What is expected
Return the exact lines spanning from the line with "Target: dormer window" through the last line of the entries, boundaries included, and no others.
+ + + +
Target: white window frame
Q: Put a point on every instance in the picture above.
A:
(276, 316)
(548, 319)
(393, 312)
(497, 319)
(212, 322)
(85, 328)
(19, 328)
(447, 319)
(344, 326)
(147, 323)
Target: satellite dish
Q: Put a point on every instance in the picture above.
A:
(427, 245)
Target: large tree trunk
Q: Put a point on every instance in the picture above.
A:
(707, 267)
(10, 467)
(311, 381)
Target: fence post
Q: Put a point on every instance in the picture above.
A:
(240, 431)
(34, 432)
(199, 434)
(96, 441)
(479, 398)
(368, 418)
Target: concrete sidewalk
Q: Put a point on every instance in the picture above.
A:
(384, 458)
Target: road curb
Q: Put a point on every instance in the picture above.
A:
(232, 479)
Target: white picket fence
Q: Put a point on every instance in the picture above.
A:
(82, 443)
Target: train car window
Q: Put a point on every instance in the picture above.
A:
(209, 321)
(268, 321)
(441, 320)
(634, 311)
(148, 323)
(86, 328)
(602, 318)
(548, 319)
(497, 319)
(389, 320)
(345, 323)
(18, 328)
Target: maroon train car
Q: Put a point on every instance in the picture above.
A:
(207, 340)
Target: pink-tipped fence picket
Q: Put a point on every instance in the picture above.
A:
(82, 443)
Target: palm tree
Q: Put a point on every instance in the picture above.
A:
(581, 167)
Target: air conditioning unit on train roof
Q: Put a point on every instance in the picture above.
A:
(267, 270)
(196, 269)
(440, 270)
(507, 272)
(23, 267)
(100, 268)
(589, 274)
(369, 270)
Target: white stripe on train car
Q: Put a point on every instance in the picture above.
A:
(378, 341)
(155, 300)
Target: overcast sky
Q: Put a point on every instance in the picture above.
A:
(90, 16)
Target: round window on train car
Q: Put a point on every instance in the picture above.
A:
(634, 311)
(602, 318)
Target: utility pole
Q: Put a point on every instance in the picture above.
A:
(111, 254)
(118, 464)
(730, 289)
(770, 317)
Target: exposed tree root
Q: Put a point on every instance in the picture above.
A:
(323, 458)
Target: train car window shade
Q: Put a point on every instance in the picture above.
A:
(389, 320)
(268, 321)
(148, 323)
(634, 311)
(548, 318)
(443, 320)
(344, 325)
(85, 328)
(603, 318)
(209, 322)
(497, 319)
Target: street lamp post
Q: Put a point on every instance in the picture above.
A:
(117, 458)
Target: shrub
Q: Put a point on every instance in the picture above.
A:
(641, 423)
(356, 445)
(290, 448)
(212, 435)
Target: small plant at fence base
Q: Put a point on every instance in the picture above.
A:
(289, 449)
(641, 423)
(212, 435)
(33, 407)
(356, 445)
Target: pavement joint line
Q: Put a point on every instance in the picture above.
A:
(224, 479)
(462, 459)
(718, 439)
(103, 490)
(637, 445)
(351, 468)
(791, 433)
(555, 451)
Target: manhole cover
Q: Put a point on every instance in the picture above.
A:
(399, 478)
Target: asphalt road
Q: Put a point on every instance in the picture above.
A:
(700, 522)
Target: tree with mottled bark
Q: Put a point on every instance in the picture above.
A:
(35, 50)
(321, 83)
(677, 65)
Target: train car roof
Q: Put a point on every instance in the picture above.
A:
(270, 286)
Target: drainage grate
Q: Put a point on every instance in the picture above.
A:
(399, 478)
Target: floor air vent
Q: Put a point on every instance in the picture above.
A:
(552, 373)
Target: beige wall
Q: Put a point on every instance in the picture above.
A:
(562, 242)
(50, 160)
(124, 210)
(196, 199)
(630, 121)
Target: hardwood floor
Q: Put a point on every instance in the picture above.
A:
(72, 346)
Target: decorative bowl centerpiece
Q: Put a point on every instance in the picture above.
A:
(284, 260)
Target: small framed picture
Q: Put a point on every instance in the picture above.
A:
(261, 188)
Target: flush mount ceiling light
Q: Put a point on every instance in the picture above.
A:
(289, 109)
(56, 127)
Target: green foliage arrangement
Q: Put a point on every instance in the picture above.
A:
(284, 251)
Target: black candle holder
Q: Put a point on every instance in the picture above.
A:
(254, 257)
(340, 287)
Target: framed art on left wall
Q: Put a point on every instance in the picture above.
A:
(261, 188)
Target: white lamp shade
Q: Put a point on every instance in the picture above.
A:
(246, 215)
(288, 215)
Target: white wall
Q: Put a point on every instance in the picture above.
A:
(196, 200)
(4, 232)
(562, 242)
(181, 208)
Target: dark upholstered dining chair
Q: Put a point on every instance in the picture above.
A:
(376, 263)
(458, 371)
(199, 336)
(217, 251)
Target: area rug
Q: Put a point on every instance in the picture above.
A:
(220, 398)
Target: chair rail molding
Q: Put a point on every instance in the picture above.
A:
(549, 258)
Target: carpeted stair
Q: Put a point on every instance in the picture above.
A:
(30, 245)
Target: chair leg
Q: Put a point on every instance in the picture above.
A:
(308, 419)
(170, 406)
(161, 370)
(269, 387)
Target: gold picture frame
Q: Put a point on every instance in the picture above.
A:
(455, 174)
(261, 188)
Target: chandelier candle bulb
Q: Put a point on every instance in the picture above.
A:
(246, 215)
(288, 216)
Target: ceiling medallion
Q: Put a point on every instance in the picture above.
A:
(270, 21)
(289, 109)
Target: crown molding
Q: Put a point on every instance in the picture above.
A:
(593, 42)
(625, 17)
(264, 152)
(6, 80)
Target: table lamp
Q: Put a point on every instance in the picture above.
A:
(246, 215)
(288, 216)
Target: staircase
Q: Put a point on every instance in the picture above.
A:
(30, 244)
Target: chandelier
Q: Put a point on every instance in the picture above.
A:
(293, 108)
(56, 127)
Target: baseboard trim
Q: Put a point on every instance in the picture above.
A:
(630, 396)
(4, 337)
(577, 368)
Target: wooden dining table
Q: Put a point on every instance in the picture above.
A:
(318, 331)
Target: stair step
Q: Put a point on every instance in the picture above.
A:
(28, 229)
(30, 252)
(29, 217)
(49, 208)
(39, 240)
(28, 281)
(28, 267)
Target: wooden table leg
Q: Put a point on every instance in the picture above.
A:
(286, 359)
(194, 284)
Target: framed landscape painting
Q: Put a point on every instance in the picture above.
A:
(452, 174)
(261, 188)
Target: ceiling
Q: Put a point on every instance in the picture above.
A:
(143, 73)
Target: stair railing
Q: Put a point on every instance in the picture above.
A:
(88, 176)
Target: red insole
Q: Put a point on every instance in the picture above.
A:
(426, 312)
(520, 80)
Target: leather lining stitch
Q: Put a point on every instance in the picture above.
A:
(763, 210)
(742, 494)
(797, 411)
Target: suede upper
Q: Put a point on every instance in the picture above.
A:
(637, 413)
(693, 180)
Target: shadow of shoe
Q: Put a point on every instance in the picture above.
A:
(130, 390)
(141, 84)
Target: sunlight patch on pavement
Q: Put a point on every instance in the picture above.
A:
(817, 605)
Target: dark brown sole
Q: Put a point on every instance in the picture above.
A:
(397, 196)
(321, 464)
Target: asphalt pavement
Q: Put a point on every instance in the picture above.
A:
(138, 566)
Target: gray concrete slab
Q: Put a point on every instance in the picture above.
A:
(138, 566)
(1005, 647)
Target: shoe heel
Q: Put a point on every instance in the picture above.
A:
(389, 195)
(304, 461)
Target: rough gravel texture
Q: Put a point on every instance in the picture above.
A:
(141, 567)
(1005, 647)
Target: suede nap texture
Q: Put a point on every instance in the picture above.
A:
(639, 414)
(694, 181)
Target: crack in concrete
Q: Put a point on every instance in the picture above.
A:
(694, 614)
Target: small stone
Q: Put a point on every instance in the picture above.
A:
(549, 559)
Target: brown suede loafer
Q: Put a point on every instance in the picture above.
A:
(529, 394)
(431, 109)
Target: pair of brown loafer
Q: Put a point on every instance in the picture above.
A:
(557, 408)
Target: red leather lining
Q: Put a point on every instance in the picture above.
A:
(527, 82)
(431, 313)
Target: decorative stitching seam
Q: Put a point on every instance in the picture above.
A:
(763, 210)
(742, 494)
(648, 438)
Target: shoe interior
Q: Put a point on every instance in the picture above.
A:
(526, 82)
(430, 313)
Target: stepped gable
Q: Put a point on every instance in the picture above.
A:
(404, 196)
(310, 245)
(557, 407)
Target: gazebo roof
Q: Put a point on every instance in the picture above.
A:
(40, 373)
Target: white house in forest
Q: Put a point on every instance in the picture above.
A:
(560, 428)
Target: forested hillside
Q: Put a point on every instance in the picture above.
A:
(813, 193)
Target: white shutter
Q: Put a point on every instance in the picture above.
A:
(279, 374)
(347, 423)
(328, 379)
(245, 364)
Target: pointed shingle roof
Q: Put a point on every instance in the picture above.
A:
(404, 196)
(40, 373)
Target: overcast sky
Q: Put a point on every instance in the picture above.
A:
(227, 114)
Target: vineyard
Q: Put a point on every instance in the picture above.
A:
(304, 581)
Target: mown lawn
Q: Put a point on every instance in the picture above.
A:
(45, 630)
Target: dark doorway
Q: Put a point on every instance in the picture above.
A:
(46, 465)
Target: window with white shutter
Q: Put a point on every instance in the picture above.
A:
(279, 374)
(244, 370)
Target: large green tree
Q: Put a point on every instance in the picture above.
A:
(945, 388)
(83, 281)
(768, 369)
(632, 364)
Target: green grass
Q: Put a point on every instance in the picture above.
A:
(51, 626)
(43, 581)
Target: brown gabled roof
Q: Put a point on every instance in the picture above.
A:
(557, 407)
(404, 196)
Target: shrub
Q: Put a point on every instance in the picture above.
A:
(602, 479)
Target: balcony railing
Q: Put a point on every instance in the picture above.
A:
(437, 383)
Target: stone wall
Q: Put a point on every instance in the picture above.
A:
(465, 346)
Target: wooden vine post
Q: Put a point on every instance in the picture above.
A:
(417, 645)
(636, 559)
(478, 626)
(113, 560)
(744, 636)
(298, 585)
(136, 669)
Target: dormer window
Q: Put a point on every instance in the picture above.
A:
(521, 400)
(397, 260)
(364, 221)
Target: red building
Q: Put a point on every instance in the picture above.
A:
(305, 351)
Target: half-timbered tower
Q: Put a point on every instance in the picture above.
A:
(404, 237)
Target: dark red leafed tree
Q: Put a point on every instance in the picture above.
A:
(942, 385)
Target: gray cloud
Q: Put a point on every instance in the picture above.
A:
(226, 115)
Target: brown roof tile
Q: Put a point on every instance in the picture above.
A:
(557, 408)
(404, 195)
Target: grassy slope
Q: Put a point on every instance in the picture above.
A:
+ + + +
The reply
Target: dormer window
Q: Put a point on every instance in the picture above.
A:
(521, 400)
(397, 260)
(364, 221)
Target: red building
Q: Put a point on every instance in the picture above.
A:
(305, 351)
Target: half-timbered tower
Q: Put a point on every instance in the picture above.
A:
(404, 237)
Target: dark red leafed tree
Q: Put a point on every instance in the picture above.
A:
(942, 385)
Target: gray cloud
Q: Put a point on every instance in the picture above.
A:
(226, 115)
Target: brown roof tile
Q: Put a point on every instance in the picture above.
A:
(557, 408)
(404, 195)
Target: grassy slope
Q: Put a point on every instance in the picture above.
A:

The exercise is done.